**The data**
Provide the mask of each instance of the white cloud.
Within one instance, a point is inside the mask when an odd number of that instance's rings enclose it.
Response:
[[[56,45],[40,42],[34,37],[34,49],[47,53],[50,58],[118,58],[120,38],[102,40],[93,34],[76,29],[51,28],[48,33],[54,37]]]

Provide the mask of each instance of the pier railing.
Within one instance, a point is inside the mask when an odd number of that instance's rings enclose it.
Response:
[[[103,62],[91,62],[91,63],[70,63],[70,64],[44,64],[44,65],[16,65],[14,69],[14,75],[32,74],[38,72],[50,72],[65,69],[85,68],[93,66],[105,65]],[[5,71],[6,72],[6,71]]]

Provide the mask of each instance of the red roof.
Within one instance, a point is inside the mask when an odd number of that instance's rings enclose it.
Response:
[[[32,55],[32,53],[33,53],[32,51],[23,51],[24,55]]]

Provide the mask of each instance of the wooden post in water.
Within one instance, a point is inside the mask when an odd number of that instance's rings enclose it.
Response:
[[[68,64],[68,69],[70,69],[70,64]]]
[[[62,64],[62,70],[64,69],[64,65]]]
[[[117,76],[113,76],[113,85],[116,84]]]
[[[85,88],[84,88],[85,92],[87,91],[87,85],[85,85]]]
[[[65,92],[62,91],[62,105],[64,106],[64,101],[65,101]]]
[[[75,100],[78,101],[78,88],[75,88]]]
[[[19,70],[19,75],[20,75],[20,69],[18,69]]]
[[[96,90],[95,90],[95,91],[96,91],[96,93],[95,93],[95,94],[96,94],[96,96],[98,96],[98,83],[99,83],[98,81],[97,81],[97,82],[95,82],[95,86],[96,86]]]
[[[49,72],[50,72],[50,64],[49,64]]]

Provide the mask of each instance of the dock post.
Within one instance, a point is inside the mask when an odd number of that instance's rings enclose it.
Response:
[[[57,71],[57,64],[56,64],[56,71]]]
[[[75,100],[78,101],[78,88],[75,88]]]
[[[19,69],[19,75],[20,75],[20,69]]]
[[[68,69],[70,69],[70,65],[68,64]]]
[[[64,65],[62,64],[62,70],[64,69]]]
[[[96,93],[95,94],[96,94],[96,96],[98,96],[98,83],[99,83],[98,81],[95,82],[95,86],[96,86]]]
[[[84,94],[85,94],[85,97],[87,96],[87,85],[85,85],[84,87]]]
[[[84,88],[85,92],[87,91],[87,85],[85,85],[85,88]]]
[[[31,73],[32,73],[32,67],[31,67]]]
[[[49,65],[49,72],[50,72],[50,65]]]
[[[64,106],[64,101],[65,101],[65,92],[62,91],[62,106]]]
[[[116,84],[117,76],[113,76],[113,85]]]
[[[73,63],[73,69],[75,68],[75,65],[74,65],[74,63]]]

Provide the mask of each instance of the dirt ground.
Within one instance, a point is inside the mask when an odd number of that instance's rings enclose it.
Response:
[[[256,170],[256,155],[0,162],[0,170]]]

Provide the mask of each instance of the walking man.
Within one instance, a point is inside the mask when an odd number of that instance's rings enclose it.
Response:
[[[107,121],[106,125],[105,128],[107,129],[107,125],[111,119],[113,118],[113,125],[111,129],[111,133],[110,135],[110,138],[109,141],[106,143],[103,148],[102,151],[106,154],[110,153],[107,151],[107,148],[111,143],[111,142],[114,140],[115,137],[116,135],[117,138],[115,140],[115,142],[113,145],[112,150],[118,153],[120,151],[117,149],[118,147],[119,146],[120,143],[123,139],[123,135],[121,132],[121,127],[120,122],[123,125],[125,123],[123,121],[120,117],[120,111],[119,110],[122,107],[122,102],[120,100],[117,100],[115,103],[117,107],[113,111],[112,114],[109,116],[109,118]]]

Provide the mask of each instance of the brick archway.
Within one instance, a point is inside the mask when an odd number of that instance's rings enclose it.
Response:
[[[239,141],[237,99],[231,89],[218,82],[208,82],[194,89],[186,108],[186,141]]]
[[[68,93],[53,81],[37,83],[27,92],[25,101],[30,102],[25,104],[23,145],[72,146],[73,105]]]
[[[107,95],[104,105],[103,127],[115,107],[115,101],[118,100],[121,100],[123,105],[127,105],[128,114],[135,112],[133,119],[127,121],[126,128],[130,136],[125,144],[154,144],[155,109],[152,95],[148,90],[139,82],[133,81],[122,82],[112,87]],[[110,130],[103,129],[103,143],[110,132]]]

**Work to do**
Reproduce all of the records above line for line, with no changes.

**Finished answer**
Provide the mask of each instance of the white cloud.
Within one instance, a point is inside the mask when an odd number of that instance's rings enclose it.
Response:
[[[56,45],[40,42],[34,37],[34,49],[47,53],[50,58],[118,58],[120,38],[102,40],[93,34],[76,29],[51,28],[48,33],[54,37]]]

Provide the mask of each instance of the pier railing.
Within one instance, a point is inside the mask when an odd number of that instance's rings enclose it.
Response:
[[[103,62],[91,62],[91,63],[70,63],[70,64],[44,64],[44,65],[16,65],[14,69],[14,75],[32,74],[38,72],[50,72],[65,69],[85,68],[93,66],[105,65]],[[5,71],[6,72],[6,71]]]

Provide the mask of each instance of the red roof.
Within one instance, a point is inside the mask when an odd number of that instance's rings enclose it.
Response:
[[[32,55],[32,53],[33,53],[32,51],[23,51],[24,55]]]

Provide the mask of each instance of the wooden post in water.
Within one instance, a point is inside the mask when an odd number of that instance's rings enclose it.
Response:
[[[68,64],[68,69],[70,69],[70,64]]]
[[[62,64],[62,70],[64,69],[64,65]]]
[[[117,76],[113,76],[113,85],[116,84]]]
[[[85,88],[84,88],[85,92],[87,91],[87,85],[85,85]]]
[[[65,92],[62,91],[62,105],[64,106],[64,101],[65,101]]]
[[[75,100],[78,101],[78,88],[75,88]]]
[[[19,70],[19,75],[20,75],[20,69],[18,69]]]
[[[96,90],[95,90],[95,91],[96,91],[96,93],[95,93],[95,94],[96,94],[96,96],[98,96],[98,83],[99,83],[98,81],[97,81],[97,82],[95,82],[95,86],[96,86]]]
[[[49,72],[50,72],[50,64],[49,64]]]

Provide the mask of each instance of the dock post.
Within one instance, a point is inside the mask when an odd number of that instance's rings enclose it.
Response:
[[[57,71],[57,64],[56,64],[56,71]]]
[[[75,100],[78,101],[78,88],[75,88]]]
[[[19,69],[19,75],[20,75],[20,69]]]
[[[68,69],[70,69],[70,65],[68,64]]]
[[[64,65],[62,64],[62,70],[64,69]]]
[[[96,93],[95,94],[96,94],[96,96],[98,96],[98,83],[99,83],[98,81],[95,82],[95,86],[96,86]]]
[[[84,94],[85,94],[85,97],[87,96],[87,85],[85,85],[84,87]]]
[[[84,88],[85,92],[87,91],[87,85],[85,85],[85,88]]]
[[[31,73],[32,73],[32,67],[31,67]]]
[[[49,65],[49,72],[50,72],[50,65]]]
[[[64,106],[64,101],[65,101],[65,92],[62,91],[62,106]]]
[[[116,84],[117,76],[113,76],[113,85]]]
[[[73,63],[73,69],[75,68],[75,65],[74,65],[74,63]]]

Provide the mask of each instance of the dirt ground.
Within one instance, a point is inside the mask when an odd number of that instance's rings enclose it.
Response:
[[[256,170],[256,155],[0,162],[0,170]]]

Provide the mask of each instance of the walking man.
Within one instance, a point is inside the mask when an odd number of that instance's rings enclose it.
Response:
[[[107,121],[106,125],[105,128],[107,129],[107,125],[111,119],[113,118],[113,125],[111,129],[111,133],[110,135],[110,138],[109,141],[106,143],[103,148],[102,151],[106,154],[110,153],[107,151],[107,148],[111,143],[111,142],[114,140],[115,137],[116,135],[117,138],[115,140],[115,142],[113,145],[112,150],[118,153],[120,151],[117,149],[118,147],[119,146],[120,143],[123,139],[123,135],[121,132],[121,127],[120,122],[123,125],[125,123],[123,121],[120,117],[120,111],[119,110],[122,107],[122,102],[120,100],[117,100],[115,103],[117,107],[113,111],[112,114],[109,116],[109,118]]]

Provide the mask of each instance of the brick archway.
Within one instance, a point is inside the mask when an odd number of that instance's rings enclose it.
Response:
[[[239,141],[237,99],[231,89],[218,82],[208,82],[194,89],[186,108],[186,141]]]
[[[68,93],[53,81],[37,83],[27,92],[25,101],[30,102],[25,104],[23,145],[72,146],[73,105]]]
[[[107,95],[104,105],[103,127],[115,107],[115,101],[118,100],[121,100],[123,105],[127,105],[128,114],[135,112],[133,119],[127,121],[126,128],[130,136],[125,144],[154,144],[155,109],[152,95],[148,90],[139,82],[133,81],[122,82],[112,87]],[[110,130],[103,129],[103,143],[110,132]]]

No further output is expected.